/---

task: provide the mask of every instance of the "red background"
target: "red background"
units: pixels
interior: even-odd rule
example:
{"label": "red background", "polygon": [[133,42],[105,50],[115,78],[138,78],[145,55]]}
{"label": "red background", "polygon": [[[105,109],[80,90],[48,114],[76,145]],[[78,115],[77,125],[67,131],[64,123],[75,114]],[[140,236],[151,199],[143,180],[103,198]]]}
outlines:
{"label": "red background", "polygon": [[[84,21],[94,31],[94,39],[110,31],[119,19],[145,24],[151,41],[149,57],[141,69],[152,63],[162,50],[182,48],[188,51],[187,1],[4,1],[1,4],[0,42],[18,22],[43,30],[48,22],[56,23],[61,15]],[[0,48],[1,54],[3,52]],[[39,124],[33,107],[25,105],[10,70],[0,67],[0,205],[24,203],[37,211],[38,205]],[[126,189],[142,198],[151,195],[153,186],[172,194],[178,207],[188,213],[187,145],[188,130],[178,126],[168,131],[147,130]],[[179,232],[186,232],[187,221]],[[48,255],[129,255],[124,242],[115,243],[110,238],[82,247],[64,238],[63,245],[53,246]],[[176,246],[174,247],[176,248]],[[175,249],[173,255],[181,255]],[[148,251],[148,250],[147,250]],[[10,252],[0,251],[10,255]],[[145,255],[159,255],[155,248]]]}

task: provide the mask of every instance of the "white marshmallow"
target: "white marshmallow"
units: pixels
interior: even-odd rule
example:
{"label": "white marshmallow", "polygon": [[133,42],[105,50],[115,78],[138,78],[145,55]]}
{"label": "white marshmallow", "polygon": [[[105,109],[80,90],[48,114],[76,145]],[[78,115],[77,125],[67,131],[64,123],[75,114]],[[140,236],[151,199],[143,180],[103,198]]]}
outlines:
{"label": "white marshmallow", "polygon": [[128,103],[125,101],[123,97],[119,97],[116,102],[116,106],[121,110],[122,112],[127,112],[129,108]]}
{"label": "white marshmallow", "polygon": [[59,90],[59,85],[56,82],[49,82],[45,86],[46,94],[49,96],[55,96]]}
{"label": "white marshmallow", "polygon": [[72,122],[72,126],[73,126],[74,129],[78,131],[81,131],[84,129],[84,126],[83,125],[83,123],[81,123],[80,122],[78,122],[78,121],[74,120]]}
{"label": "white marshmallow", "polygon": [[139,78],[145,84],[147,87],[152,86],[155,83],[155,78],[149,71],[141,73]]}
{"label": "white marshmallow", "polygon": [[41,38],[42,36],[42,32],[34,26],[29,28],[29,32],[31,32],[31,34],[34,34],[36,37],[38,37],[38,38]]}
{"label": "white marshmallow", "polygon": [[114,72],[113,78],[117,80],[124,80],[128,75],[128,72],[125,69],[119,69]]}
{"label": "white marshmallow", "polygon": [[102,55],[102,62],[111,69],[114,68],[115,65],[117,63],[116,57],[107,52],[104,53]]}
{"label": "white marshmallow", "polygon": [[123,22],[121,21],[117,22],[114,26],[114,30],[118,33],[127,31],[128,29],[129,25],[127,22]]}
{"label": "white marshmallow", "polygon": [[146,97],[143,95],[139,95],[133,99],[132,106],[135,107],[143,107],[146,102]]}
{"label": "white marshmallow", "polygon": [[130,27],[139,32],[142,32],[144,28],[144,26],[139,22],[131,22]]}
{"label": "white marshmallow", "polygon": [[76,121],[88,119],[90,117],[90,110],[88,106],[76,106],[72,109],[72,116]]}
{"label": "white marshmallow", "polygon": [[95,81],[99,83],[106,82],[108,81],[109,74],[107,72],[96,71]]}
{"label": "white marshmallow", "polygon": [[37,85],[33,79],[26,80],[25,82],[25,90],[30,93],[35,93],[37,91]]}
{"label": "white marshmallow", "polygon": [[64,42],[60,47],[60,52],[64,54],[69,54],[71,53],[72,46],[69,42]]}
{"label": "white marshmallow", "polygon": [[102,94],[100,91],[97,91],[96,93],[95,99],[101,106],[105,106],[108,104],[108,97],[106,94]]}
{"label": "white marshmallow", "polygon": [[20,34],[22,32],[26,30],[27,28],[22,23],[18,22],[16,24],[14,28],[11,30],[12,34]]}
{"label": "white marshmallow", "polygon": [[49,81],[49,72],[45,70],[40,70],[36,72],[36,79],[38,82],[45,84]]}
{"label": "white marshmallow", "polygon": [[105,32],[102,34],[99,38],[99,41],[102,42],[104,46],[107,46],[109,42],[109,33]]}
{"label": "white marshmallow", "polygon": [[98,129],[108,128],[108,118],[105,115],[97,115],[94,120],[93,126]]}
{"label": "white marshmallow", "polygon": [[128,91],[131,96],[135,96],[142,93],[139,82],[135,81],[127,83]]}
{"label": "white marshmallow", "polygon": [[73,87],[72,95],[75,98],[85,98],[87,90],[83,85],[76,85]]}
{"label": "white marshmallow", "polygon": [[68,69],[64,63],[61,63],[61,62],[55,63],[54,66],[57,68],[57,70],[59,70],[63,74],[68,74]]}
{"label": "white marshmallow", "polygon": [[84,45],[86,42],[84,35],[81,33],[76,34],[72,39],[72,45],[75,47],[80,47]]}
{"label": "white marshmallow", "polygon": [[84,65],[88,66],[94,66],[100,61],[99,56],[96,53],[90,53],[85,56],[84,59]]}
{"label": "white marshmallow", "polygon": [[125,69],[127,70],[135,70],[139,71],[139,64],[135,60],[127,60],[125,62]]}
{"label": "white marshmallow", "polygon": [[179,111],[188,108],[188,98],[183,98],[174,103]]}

\---

** Exercise **
How many lines in the records contain the word "provide"? Reply with the number alone.

** The completed task **
2